Your instructions — Print nothing but the lines below starting at the line that holds "Place a marker on every instance of the taco, each" and ending at the line that holds "Place a marker on every instance of the diced tomato, each", including both, each exactly as written.

Source data —

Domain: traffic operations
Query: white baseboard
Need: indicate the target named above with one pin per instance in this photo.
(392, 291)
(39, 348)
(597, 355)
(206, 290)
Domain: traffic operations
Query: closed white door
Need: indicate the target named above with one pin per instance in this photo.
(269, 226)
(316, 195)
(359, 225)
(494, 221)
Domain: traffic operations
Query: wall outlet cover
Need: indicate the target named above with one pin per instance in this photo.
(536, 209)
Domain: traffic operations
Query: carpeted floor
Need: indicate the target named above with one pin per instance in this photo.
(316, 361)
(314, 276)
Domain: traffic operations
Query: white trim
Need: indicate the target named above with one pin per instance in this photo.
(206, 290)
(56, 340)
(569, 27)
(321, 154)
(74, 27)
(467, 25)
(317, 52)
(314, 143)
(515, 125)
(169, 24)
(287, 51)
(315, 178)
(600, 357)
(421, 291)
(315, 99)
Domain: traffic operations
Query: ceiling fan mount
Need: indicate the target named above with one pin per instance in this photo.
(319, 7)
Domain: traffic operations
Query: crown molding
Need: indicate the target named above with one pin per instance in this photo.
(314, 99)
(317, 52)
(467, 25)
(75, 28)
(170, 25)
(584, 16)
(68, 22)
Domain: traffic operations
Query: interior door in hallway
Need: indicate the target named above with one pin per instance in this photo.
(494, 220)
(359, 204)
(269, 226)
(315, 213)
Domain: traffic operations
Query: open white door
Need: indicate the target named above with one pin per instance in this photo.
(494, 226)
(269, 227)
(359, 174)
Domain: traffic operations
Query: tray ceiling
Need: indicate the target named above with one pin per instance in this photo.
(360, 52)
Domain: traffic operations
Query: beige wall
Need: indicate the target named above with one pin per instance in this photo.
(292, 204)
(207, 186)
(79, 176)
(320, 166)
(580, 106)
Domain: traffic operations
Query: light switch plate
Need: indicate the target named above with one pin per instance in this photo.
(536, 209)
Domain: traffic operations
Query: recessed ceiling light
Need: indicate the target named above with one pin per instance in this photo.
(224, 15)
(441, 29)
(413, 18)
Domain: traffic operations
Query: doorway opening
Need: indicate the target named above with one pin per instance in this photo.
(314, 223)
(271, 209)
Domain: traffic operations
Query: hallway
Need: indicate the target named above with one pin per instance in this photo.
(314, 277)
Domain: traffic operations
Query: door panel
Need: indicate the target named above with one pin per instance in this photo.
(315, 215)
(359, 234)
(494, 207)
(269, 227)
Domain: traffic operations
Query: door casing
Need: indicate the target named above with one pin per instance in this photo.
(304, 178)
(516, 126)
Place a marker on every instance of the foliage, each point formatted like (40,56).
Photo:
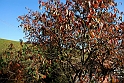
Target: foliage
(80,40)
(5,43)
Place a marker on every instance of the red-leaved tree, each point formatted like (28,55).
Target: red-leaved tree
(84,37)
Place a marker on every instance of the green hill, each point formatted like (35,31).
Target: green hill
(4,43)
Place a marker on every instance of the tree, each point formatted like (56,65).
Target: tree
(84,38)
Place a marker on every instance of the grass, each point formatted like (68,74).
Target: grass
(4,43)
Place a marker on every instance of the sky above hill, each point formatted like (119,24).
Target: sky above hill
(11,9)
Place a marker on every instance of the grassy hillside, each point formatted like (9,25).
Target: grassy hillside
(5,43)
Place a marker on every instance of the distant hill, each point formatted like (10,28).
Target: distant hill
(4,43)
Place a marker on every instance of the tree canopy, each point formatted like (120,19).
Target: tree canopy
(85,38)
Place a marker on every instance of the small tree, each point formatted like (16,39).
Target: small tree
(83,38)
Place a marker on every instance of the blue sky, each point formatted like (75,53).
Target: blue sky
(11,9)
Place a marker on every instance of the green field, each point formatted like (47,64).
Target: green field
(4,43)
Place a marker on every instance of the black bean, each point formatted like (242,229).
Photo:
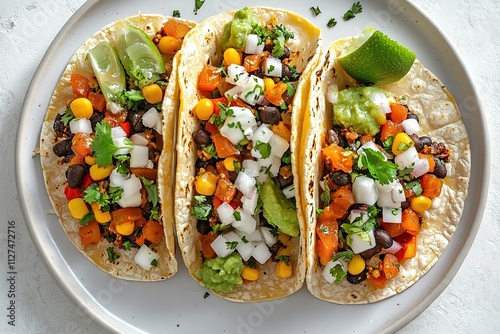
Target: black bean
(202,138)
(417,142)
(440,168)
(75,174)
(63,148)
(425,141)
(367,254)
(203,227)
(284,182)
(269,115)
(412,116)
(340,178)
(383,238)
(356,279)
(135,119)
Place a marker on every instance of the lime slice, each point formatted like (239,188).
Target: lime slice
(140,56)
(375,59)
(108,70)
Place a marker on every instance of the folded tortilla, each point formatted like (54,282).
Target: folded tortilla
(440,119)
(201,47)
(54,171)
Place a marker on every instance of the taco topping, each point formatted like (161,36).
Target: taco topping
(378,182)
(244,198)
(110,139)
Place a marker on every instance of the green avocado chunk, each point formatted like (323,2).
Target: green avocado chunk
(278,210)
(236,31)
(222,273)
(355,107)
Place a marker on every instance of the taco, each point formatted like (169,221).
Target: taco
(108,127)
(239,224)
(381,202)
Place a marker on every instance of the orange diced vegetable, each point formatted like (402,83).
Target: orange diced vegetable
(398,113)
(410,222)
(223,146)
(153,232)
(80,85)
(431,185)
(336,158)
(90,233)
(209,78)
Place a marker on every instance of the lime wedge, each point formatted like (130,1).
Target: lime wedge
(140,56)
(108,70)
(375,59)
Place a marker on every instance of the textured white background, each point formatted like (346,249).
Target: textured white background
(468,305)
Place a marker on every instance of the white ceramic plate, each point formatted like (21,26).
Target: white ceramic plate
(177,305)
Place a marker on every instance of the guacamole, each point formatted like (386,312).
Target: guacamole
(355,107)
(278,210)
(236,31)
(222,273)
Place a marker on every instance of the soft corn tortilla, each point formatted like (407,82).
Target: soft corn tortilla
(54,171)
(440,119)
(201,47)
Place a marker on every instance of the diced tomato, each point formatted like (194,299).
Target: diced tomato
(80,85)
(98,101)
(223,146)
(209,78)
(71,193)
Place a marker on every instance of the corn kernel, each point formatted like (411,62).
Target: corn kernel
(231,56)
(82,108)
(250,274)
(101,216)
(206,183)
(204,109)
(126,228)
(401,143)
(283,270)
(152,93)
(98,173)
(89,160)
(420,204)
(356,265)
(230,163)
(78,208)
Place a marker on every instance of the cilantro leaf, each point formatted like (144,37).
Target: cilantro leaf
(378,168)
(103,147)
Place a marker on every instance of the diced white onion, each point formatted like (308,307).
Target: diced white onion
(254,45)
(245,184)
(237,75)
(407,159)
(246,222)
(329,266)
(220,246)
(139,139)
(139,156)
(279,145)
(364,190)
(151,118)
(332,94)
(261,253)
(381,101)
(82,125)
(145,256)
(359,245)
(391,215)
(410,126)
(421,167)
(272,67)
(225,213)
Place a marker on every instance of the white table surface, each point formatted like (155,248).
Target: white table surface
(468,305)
...
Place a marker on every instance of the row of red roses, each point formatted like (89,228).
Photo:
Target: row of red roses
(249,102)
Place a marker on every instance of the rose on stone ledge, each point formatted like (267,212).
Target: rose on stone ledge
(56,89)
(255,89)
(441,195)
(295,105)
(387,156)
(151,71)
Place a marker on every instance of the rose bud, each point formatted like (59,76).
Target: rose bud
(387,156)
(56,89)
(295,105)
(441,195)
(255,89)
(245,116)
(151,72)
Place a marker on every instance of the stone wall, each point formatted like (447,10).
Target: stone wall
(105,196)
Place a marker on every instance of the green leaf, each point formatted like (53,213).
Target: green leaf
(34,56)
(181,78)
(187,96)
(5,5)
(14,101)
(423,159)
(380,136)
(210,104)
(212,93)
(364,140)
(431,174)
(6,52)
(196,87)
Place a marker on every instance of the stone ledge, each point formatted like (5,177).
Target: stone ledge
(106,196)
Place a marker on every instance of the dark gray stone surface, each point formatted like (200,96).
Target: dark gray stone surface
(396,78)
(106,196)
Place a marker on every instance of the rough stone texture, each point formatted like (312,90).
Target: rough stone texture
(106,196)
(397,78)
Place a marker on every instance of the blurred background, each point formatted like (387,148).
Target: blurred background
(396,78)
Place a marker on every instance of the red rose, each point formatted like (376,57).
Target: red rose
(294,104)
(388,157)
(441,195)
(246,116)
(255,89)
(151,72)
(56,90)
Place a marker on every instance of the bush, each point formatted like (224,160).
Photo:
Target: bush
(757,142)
==
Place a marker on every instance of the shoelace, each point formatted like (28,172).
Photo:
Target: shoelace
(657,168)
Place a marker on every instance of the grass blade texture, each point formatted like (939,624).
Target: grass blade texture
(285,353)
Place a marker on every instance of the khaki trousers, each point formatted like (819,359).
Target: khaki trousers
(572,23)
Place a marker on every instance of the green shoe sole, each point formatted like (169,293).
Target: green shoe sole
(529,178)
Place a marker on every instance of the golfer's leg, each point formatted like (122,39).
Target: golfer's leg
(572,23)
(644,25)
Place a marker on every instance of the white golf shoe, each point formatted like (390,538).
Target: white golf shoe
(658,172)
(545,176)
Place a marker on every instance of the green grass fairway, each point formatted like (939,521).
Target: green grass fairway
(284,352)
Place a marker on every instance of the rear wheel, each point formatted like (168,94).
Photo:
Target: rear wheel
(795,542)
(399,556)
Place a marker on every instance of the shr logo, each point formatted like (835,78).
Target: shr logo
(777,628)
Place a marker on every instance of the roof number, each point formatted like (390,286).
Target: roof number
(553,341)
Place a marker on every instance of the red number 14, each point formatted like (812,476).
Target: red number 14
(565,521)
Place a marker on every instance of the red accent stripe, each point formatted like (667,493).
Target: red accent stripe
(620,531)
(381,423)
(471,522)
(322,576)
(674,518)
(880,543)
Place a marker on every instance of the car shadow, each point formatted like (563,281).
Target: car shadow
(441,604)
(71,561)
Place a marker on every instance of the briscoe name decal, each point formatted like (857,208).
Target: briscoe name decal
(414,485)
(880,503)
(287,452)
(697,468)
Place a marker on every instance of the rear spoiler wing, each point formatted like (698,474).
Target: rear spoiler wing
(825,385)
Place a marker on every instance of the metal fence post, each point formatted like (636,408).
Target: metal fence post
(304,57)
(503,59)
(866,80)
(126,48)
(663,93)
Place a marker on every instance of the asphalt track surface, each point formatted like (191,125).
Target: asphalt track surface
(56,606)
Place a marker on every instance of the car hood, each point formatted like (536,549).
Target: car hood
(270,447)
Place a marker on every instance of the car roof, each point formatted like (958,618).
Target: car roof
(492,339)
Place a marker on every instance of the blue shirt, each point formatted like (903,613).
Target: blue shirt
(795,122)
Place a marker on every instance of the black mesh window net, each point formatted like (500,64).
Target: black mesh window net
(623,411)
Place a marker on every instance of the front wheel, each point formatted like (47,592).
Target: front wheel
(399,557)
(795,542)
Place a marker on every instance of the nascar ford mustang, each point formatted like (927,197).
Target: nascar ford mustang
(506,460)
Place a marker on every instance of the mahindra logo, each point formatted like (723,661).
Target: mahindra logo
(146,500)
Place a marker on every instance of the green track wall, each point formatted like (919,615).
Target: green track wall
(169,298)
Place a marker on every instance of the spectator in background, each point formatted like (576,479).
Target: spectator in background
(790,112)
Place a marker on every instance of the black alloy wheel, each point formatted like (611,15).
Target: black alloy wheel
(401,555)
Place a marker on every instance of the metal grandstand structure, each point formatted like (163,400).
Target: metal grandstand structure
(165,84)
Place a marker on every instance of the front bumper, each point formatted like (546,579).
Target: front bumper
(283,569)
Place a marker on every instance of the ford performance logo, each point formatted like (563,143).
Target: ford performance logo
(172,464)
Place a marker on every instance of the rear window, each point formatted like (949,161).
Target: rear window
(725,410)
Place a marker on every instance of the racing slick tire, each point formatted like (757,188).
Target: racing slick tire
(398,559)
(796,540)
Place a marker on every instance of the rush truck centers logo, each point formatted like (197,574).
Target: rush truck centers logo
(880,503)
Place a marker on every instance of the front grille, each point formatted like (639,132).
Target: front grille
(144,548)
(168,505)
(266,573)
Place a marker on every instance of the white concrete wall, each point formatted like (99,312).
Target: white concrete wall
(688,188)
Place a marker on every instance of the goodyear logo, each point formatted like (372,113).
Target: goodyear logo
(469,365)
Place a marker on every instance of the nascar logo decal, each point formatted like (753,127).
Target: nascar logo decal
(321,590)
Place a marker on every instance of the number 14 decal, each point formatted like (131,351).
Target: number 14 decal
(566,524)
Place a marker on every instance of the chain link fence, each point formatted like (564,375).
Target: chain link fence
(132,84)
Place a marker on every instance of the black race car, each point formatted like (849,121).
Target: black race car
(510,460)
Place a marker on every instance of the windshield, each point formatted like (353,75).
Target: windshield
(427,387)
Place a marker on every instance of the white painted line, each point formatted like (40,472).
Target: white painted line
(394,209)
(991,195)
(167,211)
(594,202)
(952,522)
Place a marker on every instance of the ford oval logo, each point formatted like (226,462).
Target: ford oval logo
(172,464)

Exercise answer —
Place a marker on every instance of the taco, each point formatted like (169,221).
Target: taco
(108,127)
(239,224)
(381,202)
Place a marker on every instance of the orange diced vegetable, each point formatted like (402,83).
Target: orange diced vegetable
(398,113)
(410,222)
(223,146)
(153,232)
(80,85)
(431,185)
(336,158)
(90,233)
(209,78)
Place a marker on every instance of the lime wedge, each point formatted like (130,1).
Target: lime wedge
(140,56)
(108,70)
(375,59)
Place a marker on every instance of the textured white background, each point formatted like (346,249).
Target: textured white background
(468,305)
Place a marker on every instance of the white ceramic plate, each point formatted like (21,26).
Target: white ceramic plate
(177,305)
Place a marker on every instance of the guacamole, each point formatted like (386,312).
Target: guacamole
(355,107)
(278,210)
(236,31)
(222,273)
Place a marker on every instance of the soft corn tortilla, each point formatted like (407,82).
Target: soft corn tortilla
(54,171)
(440,119)
(201,47)
Place a marker on every instance of the diced tomato, each point formatted like (194,299).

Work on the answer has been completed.